Tasks:
(A) Rewrite the paragraph beginning "You may want to add some additional checks" in the JSON repair text as a short bulleted list that keeps its main points.
(B) Answer these questions using the JSON repair text. Mark each answer with the same label as its question.
(i) Whose answer gave the writer the idea?
(ii) Which function does the code call to try to parse the string?
(iii) Who pointed out the case of an incorrect " followed by a comma?

Text:
=====
The answer by @Michael gave me an idea... not a very pretty idea, but it seems to work, at least on your example: Try to parse the JSON string, and if it fails, look for the character where it failed in the exception string1 and replace that character.

while True:
    try:
        result = json.loads(s)   # try to parse...
        break                    # parsing worked -> exit loop
    except Exception as e:
        # "Expecting , delimiter: line 34 column 54 (char 1158)"
        # position of unexpected character after '"'
        unexp = int(re.findall(r'\(char (\d+)\)', str(e))[0])
        # position of unescaped '"' before that
        unesc = s.rfind(r'"', 0, unexp)
        s = s[:unesc] + r'\"' + s[unesc+1:]
        # position of correspondig closing '"' (+2 for inserted '\')
        closg = s.find(r'"', unesc + 2)
        s = s[:closg] + r'\"' + s[closg+1:]
print result

You may want to add some additional checks to prevent this from ending in an infinite loop (e.g., at max as many repetitions as there are characters in the string). Also, this will still not work if an incorrect " is actually followed by a comma, as pointed out by @gnibbler.
=====
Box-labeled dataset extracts
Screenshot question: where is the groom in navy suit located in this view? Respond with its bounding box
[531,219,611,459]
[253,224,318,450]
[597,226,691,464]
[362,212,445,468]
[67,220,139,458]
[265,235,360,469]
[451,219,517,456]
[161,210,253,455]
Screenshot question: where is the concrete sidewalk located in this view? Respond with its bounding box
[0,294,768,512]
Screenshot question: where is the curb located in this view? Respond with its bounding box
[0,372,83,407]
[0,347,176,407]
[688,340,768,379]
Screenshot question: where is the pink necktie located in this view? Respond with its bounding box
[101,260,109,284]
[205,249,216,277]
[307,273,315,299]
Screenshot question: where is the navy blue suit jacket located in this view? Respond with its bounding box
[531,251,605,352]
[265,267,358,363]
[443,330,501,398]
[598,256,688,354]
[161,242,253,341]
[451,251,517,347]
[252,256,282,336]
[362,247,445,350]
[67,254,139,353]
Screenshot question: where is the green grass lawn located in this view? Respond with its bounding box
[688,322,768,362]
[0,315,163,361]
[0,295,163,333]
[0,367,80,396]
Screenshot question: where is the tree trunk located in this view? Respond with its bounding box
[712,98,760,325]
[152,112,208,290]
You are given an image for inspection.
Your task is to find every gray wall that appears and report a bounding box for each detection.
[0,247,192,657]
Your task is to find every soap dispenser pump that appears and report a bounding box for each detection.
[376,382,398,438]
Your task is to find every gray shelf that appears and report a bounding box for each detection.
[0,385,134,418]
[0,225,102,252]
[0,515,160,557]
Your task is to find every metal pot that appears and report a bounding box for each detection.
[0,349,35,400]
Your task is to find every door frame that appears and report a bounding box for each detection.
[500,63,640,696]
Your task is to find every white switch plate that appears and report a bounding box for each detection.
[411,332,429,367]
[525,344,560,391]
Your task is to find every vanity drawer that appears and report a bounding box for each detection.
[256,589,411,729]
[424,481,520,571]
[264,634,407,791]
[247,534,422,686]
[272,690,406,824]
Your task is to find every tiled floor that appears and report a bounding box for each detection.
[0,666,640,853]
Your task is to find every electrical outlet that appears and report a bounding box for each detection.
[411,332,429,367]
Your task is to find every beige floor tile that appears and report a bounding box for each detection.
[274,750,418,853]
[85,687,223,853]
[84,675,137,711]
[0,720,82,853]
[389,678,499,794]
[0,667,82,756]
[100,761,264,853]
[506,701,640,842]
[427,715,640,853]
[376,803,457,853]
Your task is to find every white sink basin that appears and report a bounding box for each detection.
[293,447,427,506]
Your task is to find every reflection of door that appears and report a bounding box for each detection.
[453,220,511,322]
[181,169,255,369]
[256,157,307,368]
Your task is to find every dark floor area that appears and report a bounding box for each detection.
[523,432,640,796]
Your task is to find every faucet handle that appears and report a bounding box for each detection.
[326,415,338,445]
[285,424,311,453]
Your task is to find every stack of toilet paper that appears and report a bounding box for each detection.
=====
Task-by-task outputs:
(A)
- Add extra checks so the loop cannot run forever, for example by allowing at most as many repetitions as there are characters in the string.
- The method still fails when an incorrect " is followed by a comma, as @gnibbler pointed out.

(B)
(i) @Michael
(ii) json.loads
(iii) @gnibbler